**Exercise**
Which lines in the listing below contain the word "black"? Copy out each one.

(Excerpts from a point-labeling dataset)

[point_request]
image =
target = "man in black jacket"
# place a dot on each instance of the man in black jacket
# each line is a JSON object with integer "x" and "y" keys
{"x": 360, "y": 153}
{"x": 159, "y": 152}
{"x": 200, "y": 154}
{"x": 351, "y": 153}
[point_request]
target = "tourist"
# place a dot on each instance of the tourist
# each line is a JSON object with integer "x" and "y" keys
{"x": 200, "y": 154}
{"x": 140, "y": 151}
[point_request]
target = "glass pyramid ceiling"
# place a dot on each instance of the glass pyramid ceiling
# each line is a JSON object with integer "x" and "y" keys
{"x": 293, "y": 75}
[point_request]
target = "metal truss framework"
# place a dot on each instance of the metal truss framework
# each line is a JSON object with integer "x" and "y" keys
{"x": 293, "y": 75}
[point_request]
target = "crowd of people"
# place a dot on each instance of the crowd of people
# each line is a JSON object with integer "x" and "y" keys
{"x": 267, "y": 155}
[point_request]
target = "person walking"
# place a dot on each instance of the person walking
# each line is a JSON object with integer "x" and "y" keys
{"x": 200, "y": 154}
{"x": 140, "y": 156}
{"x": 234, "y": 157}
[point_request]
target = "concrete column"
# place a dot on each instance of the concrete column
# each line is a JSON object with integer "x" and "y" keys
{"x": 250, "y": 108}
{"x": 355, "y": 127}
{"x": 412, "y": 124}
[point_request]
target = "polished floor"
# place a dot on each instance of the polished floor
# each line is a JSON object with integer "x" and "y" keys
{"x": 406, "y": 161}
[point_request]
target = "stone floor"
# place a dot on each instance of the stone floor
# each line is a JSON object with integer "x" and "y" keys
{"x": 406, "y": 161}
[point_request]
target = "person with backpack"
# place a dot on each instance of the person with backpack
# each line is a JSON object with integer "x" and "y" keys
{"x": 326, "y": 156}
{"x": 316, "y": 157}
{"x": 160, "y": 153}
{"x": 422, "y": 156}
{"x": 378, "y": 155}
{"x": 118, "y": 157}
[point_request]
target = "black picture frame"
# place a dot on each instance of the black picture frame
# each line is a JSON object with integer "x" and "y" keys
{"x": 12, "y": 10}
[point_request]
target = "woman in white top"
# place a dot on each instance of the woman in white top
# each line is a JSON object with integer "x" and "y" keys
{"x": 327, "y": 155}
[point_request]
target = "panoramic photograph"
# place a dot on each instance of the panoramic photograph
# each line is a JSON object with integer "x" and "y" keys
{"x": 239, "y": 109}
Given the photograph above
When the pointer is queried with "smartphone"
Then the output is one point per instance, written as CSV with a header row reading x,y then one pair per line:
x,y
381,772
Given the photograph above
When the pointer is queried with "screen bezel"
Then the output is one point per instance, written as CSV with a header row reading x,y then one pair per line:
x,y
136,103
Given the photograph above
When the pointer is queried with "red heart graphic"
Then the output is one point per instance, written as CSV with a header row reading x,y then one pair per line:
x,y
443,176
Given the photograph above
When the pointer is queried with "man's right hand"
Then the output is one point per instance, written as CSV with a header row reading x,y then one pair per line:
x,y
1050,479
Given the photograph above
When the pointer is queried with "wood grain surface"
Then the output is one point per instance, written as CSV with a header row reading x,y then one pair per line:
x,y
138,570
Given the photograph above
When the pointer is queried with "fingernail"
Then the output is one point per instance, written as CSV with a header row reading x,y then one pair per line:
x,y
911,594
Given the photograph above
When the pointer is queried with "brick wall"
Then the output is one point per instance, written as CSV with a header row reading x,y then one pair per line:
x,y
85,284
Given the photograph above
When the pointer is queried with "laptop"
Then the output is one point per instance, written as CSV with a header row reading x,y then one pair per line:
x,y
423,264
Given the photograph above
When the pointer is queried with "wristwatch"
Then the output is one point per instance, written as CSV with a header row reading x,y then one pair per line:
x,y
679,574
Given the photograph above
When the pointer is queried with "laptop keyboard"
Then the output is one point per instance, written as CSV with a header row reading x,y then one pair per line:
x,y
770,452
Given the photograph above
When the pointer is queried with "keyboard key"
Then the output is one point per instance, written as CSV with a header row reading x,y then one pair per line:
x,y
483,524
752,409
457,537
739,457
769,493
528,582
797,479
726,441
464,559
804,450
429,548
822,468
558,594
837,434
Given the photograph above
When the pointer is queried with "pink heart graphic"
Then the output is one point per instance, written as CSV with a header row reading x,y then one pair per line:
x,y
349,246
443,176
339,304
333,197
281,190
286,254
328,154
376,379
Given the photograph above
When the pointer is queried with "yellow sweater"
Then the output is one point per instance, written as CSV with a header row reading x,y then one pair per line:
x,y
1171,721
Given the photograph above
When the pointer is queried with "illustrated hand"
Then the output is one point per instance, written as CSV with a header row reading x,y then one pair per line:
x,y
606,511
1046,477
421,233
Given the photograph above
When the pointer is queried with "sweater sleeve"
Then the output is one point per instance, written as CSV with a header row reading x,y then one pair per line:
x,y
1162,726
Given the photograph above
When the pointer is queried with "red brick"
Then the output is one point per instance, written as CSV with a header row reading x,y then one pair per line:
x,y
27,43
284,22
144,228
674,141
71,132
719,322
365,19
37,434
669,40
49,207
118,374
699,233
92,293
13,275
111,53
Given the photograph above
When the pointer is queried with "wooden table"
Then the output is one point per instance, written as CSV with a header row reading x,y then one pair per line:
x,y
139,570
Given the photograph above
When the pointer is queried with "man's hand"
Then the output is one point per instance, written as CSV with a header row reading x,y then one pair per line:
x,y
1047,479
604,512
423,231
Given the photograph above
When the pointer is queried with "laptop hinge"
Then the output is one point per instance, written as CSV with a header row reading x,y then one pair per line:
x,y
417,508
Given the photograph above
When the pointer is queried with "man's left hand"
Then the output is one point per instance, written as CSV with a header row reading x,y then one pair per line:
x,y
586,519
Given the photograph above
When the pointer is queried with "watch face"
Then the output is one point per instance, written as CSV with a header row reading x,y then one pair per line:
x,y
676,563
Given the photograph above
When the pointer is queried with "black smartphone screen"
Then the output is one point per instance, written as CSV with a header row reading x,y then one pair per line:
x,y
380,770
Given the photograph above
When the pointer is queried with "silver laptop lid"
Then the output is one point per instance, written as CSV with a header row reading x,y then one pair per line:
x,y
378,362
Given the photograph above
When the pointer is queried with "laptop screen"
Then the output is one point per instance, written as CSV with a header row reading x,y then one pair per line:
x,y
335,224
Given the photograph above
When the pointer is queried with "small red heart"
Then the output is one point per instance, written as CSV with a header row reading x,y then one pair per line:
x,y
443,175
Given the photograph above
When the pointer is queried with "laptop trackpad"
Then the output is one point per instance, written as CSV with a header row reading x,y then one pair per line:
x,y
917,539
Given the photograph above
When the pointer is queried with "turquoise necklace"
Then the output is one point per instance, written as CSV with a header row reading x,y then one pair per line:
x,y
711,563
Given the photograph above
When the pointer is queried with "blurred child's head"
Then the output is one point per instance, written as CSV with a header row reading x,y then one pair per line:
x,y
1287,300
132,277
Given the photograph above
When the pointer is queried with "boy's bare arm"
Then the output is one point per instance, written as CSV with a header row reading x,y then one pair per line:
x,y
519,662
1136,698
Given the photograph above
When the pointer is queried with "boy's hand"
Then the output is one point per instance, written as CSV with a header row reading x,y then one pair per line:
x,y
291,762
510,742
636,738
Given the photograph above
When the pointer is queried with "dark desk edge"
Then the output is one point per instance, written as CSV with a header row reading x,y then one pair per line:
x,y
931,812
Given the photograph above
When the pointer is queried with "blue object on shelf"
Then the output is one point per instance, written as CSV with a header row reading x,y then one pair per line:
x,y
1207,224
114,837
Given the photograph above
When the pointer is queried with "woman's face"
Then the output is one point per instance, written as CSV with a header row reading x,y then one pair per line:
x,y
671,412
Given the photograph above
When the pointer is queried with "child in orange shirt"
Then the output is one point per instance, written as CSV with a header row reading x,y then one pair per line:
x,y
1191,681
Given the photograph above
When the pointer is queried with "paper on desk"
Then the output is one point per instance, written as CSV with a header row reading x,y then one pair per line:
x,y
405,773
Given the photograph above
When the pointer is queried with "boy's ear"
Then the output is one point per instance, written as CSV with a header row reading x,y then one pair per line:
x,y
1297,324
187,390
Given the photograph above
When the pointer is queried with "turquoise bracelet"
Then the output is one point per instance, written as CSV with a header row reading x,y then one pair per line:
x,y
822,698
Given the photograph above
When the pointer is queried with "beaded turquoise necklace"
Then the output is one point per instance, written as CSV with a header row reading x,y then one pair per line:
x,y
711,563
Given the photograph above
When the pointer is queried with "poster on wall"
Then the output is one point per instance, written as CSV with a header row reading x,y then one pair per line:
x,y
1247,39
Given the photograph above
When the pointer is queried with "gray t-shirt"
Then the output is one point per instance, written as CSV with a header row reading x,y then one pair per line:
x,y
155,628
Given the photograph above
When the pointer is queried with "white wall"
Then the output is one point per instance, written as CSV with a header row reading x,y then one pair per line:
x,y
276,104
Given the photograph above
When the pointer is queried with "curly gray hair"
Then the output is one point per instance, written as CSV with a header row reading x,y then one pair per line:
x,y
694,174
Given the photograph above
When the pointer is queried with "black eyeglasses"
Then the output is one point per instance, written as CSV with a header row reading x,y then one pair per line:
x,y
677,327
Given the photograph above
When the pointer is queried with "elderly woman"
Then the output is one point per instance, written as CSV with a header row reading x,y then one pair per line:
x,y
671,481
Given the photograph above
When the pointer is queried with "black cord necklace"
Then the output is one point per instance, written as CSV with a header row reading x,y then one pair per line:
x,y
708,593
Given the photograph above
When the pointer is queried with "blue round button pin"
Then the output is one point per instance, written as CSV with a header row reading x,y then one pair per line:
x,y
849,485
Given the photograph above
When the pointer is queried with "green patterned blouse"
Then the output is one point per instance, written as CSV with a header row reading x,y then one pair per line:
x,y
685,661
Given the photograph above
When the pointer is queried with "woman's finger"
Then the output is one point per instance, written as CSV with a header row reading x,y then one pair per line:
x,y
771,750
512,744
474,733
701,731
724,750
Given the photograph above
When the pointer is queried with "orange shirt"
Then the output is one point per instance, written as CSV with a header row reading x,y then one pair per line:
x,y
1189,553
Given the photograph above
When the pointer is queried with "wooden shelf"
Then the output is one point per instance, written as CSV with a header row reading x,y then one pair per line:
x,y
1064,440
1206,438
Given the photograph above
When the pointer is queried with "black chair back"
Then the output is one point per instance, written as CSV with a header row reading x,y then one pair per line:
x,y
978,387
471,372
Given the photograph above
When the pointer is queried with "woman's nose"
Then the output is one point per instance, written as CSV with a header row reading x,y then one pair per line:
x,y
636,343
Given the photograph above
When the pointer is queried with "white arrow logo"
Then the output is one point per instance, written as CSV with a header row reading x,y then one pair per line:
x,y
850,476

**Result of this task**
target = "man in black jacket"
# place a dot on each instance of the man in black jacket
target = "black picture frame"
# place a dot on each instance of the black picture frame
When the pointer is queried with "black smartphone screen"
When the pointer is queried with "black eyeglasses"
When the pointer is queried with "black cord necklace"
When the pointer is queried with "black chair back"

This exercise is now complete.